** TASK LIST **
**a)** In the tornado project page, rewrite the paragraph beginning "In the United States tornadoes are" as a short bulleted list that keeps its main facts.
**b)** Using the tornado project page, answer yes or no to each statement and quote the words that decide it: (i) The data used covers tornadoes from 2023. (ii) The analysis looks at tornadoes that touched the ground and moved. (iii) The hypothesis is that the same locations are at risk in every season.

** SELECTED PASSAGE **
++++++++++

Project: Tornadoes in America

Introduction of Problem

In the United States tornadoes are a commonly occuring natural disaster, that can occur throughout the year. Using data collected by the NCEI and NOAA (https://www.ncei.noaa.gov/pub/data/swdi/stormevents/csvfiles/) about tornadoes during 2024, analysis will be performed to see what areas are at most risk for tornadoes by looking at tornadoes that actually touched the ground and moved. Additionally, further analysis will be done to look into if time of year is a factor. The hypothesis is that there will be a difference in which locations are at risk of a tornado depending on the season of the year that it is.

Import Libraries

In [4]:
import numpy as np
import pandas as pd
import geopandas as gpd
from geopandas import GeoSeries, GeoDataFrame
from shapely.geometry import Point
import mapclassify
import matplotlib.pyplot as plt
import matplotlib.patches as patches
import cartopy.crs as ccrs # import projection
import cartopy.feature as cf # import features
import json
import folium
import mplleaflet

Data Cleaning

Read and filter data

Removing columns that will not be used when analyzing the data.

++++++++++

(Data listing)

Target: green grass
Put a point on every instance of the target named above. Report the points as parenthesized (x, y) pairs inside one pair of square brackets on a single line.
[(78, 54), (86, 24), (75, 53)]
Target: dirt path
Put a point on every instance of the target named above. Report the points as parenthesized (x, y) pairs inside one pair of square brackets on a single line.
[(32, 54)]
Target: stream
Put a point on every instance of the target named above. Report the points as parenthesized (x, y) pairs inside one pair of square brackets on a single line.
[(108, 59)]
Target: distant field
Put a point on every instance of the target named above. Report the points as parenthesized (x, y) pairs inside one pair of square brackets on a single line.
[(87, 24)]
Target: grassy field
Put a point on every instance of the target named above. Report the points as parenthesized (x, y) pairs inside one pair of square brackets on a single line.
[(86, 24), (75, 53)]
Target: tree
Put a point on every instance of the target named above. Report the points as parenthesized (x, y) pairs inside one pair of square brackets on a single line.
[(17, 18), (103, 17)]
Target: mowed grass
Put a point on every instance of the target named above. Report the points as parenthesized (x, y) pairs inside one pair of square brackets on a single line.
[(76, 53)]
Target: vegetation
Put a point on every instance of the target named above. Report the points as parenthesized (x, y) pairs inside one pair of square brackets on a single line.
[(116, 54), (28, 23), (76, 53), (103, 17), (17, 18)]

++++++++++

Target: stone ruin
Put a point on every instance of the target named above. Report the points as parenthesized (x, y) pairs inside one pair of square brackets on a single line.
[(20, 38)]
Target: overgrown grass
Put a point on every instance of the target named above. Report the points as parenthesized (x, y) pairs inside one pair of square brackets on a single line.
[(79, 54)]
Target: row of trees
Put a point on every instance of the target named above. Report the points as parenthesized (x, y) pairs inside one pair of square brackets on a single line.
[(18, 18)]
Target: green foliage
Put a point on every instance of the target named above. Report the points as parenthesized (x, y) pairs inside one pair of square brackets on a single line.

++++++++++

** ANSWERS IN ORDER **
**a)**
- Tornadoes are a common natural disaster in the United States and can happen at any time of year.
- 2024 tornado data from the NCEI and NOAA will be analyzed to find the areas most at risk, counting only tornadoes that touched the ground and moved.
- Further analysis will check whether time of year is a factor.
- Hypothesis: the locations at risk will differ by season.

**b)**
(i) No: "about tornadoes during 2024"
(ii) Yes: "by looking at tornadoes that actually touched the ground and moved"
(iii) No: "there will be a difference in which locations are at risk of a tornado depending on the season of the year that it is"